- WORK TO DO
Switch every "path" to "trail" in the listing lines between the line holding "Exercise. Mark the snow-covered" and the line holding "Query: snow-covered path", inclusive. Give those lines back with nothing else altered and the pictures left out.

- PROVIDED DATA
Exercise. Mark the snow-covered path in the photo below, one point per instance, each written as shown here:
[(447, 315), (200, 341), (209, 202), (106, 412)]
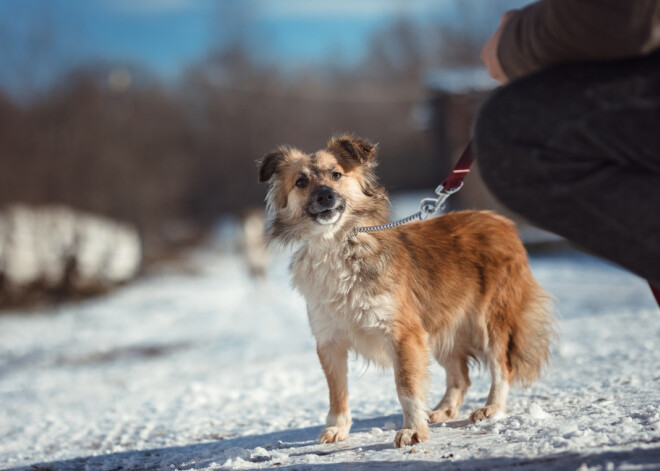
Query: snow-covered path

...

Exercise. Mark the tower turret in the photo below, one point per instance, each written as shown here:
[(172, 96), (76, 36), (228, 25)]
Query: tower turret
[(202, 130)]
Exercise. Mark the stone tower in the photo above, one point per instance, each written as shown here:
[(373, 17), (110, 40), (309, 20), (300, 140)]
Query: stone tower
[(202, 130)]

- PROBLEM SOLUTION
Exercise. Mark the snow-covered trail in the photo below, one point per instance, each written as shown here:
[(447, 315), (200, 341), (209, 202), (106, 412)]
Query: snow-covered trail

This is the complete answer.